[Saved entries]
------------------------------

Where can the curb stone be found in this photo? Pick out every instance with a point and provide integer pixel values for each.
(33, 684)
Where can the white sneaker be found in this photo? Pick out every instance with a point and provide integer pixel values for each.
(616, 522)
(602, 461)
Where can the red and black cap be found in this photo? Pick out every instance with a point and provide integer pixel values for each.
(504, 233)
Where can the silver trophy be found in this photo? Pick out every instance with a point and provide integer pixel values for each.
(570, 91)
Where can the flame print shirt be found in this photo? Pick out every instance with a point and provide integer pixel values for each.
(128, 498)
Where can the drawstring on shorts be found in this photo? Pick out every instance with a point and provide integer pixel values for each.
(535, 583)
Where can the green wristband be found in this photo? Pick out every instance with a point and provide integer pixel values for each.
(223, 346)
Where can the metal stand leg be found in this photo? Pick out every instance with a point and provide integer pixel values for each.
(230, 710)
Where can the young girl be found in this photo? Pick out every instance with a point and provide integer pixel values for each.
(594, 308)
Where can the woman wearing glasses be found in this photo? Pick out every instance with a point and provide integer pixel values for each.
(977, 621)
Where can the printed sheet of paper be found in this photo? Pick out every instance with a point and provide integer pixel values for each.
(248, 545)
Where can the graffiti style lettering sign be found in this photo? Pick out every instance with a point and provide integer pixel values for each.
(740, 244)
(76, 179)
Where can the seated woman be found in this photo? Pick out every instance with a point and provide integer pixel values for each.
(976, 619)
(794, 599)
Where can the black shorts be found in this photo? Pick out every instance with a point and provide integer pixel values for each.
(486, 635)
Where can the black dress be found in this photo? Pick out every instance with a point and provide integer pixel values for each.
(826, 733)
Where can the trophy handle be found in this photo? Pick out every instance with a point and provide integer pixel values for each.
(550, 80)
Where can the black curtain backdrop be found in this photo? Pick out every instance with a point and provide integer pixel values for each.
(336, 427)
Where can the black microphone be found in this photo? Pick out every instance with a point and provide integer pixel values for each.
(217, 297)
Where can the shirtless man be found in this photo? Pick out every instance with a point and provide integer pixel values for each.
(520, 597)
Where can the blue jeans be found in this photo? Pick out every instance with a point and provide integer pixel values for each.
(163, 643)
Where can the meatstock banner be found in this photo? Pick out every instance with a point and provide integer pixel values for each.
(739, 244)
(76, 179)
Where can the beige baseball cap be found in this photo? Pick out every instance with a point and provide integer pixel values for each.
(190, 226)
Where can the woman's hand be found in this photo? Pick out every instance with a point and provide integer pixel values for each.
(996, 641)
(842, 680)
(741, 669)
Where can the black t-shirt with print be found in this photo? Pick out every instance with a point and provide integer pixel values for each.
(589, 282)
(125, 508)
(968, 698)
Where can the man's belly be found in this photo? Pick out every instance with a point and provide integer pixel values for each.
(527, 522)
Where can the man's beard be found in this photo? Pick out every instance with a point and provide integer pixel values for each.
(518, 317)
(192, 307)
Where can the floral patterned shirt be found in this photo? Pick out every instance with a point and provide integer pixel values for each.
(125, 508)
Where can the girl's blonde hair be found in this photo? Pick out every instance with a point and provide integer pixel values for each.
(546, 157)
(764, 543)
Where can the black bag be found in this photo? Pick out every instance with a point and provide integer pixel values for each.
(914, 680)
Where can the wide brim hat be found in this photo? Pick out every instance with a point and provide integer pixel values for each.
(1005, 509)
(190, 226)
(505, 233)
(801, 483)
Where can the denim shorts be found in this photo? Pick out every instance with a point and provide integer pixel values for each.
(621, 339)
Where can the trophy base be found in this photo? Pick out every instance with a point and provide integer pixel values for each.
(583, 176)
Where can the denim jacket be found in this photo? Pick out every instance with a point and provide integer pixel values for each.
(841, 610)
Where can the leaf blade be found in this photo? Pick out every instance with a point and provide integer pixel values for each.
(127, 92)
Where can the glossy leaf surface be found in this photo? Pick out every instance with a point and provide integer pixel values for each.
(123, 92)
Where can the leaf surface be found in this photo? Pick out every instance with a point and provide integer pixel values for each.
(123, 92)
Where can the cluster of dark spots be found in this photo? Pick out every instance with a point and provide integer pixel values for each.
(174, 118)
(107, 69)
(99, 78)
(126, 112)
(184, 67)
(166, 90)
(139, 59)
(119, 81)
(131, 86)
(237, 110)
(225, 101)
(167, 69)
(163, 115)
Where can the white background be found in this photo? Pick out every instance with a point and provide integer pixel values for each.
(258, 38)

------------------------------

> **What the task requires**
Copy out the records shown above, every one, exactly.

> **The completed task**
Where can the curb stone be found in this photo? Pick out every instance with a point and provide integer pixel values for each.
(33, 684)
Where can the white sneaker be found in this photo? Pick out every instance with a point and provide integer pixel values for each.
(616, 522)
(602, 461)
Where can the red and black cap be found in this photo? Pick out every instance with a point and provide integer pixel values for each.
(504, 233)
Where can the silver trophy be found in this photo? Pick out every instance with a point and provide integer pixel values for each.
(570, 91)
Where can the flame print shirt be found in this photo? Pick out every instance with a point and provide integer pixel values for each.
(128, 498)
Where can the drawstring on shorts be found in this photo? Pick out every instance with a point and provide integer pixel values for each.
(535, 583)
Where can the green wristband be found in this photo? Pick out every instance with a point and provide integer pixel values for each.
(223, 346)
Where can the metal stand leg be found in this photo? Pick out every instance with a point and provide integer pixel values for each.
(230, 710)
Where can the young girl be found in this photo? Pick out every instance with a point and provide integer pixel values for each.
(594, 308)
Where can the woman wearing glasses be found in this photo? Pick out every instance with a point and provide integer pixel values for each.
(977, 621)
Where can the printed sheet of paper be found in this photo? Pick out every instance with a point and provide integer pixel values for each.
(248, 545)
Where can the graffiti style lettering sign be found in this photo? Pick out every instance with a point and provide integer pixel values for each.
(740, 244)
(76, 179)
Where can the seated woman be found in this photo? Pick out every instance with a point and provide integer pixel values for each.
(976, 619)
(794, 599)
Where can the black shorts be found in this photo? Pick out every instance with a point and provide integer pixel values for each.
(486, 635)
Where can the black dress be found in this photo? Pick out every instance with a point and provide integer pixel values for each.
(826, 733)
Where can the trophy handle be found in this photo? Pick out every instance with a point and provide integer pixel values for each.
(550, 80)
Where can the black curtain backdrop be found in this photo? Pick out every instance with a point and provide integer pixel values for each.
(336, 427)
Where can the black microphone be found in this photo? Pick out every instance with a point and provide integer pixel values for each.
(217, 297)
Where can the shirtless man be found in this photo? Pick out every instance with a point and provide integer pixel values for each.
(520, 597)
Where can the blue jeans be found in this photo? Pick out every instance with a point and provide integer pixel values for each.
(163, 643)
Where can the meatstock banner be found in this photo? Pick out every instance with a point and provide integer pixel values for each.
(739, 244)
(76, 179)
Where can the beige baseball cap be found in this photo? Pick out every instance with a point and provide integer pixel values for each.
(190, 226)
Where can the woman's hand be found in this photo? Pick out every instance with a point and provide integer pixel values for each.
(996, 641)
(842, 680)
(741, 669)
Where can the black t-shirt with print be found in this photo? Pick out every instance with a point and provide integer pixel values for each.
(589, 282)
(125, 508)
(968, 698)
Where can the man's belly be found in this photo? Pick out every instance with a point and provide integer pixel values for each.
(527, 522)
Where can the man's beard be found in this photo? Pick out every instance with a point and provide integer pixel values for each.
(518, 317)
(192, 307)
Where can the floral patterned shirt be found in this photo? Pick out every instance with a point and provide integer pixel values for each.
(125, 508)
Where can the girl's blonde hair be found in this photo? Pick out every instance with a point and provide integer pixel values for each.
(546, 157)
(764, 543)
Where can the black bag be found in this photo? Pick out every instance with a point and provide integer pixel values for each.
(914, 680)
Where can the wide brim hat be found in this photo? Pick out every instance with a point and provide integer pixel values for each.
(1005, 509)
(190, 226)
(505, 233)
(801, 483)
Where can the denim shorts be found in this photo? Pick out every instance with a point and provide integer pixel values for each.
(621, 339)
Where can the trophy base be found in this photo? Pick out every instance with a point and provide integer pixel values for each.
(583, 176)
Where can the denim jacket be found in this photo? Pick out every instance with a point and provide integer pixel values for each.
(841, 610)
Where can the leaf blade be found in this photo? Pick out every instance with a point and provide integer pixel values for each.
(127, 92)
Where can the glossy leaf surface be found in this photo? Pick out every instance with a point and provide integer pixel values for each.
(123, 92)
Where can the leaf surface be found in this photo? Pick out every instance with a point and provide integer pixel values for each.
(123, 92)
Where can the cluster of dark spots be found in this photo? Pick out every instance with a point and provide integer pixel values for each.
(174, 118)
(107, 69)
(99, 78)
(126, 112)
(184, 67)
(166, 90)
(139, 59)
(119, 81)
(131, 86)
(237, 110)
(225, 101)
(167, 69)
(163, 115)
Where can the white background be found in this photo? Pick out every instance with a point and provide integer pixel values for each.
(258, 38)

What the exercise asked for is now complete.